## Directions
Of the entries that follow, how many lines hold the string "jacket"? Write the number and nothing more.

## Data section
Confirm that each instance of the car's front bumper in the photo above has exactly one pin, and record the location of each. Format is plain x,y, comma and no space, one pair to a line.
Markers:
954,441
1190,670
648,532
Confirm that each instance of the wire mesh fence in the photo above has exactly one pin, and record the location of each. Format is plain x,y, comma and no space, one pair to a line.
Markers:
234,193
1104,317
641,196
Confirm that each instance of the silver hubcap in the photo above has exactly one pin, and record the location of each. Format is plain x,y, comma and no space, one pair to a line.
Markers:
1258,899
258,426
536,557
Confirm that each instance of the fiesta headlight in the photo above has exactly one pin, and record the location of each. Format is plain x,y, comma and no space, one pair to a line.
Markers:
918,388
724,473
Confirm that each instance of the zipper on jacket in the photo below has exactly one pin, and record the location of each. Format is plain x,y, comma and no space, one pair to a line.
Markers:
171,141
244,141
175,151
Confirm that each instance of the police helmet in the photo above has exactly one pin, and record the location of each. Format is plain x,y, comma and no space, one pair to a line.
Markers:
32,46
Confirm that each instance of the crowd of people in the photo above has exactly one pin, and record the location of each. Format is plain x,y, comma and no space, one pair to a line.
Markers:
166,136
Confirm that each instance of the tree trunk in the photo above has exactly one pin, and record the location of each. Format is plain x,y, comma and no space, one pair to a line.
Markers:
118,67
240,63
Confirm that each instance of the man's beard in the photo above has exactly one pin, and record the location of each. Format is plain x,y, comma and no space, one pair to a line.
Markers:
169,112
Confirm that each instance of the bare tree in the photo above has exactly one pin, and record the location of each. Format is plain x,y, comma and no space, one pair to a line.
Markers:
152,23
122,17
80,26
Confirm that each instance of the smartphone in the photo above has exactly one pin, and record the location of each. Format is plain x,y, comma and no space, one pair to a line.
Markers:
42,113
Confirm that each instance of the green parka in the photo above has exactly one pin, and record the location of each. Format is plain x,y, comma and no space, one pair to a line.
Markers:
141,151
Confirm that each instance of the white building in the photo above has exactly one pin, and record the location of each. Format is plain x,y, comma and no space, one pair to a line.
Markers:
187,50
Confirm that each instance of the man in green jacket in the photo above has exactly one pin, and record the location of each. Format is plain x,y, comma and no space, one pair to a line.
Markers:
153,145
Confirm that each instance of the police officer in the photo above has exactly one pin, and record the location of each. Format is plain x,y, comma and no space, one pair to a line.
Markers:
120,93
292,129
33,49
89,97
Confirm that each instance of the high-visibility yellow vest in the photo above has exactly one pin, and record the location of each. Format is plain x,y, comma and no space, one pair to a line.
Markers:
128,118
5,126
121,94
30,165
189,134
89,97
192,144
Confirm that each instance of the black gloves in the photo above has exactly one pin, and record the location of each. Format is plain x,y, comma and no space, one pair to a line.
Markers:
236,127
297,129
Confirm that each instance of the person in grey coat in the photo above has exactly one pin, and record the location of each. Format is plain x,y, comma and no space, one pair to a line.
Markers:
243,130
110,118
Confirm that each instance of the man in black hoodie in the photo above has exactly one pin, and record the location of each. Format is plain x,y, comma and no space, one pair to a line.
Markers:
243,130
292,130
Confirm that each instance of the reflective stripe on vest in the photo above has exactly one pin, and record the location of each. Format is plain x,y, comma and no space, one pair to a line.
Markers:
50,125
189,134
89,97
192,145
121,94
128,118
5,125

## Task output
2